Problem statement
List each line of the items below that contains the string "fence", copying every such line in full.

+-------+

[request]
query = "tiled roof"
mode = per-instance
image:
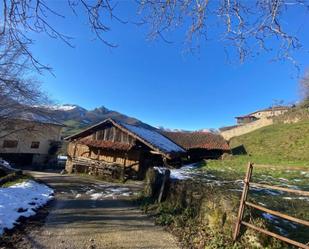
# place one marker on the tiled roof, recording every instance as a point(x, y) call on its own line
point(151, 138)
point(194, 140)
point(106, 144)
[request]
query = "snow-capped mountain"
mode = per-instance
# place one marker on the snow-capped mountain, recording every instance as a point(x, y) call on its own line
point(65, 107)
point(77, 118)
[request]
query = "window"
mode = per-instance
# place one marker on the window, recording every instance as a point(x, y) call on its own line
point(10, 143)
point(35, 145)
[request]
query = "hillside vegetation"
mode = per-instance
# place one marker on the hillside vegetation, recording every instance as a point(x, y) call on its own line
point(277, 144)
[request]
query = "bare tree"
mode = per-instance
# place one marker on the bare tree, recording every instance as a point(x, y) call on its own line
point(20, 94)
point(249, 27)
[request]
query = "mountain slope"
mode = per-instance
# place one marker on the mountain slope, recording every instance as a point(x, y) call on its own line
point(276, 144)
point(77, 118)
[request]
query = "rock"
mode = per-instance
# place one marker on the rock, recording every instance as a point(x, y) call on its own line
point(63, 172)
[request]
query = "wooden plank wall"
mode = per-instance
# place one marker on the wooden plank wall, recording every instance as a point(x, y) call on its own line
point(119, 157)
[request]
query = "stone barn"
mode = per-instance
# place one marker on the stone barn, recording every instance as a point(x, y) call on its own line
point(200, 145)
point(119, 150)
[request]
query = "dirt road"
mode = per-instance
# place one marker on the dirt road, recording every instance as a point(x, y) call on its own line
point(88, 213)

+-------+

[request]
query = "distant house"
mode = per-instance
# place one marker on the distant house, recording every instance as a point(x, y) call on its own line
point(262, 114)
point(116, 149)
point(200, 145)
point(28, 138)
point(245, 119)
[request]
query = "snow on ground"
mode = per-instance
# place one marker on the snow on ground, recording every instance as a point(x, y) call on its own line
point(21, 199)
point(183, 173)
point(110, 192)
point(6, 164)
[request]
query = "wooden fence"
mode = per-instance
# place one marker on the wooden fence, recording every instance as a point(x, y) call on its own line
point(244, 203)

+-------+

Task output
query = "wooden fence"
# place one marker on the wooden fence, recording every instance as a point(x, y) call on its own line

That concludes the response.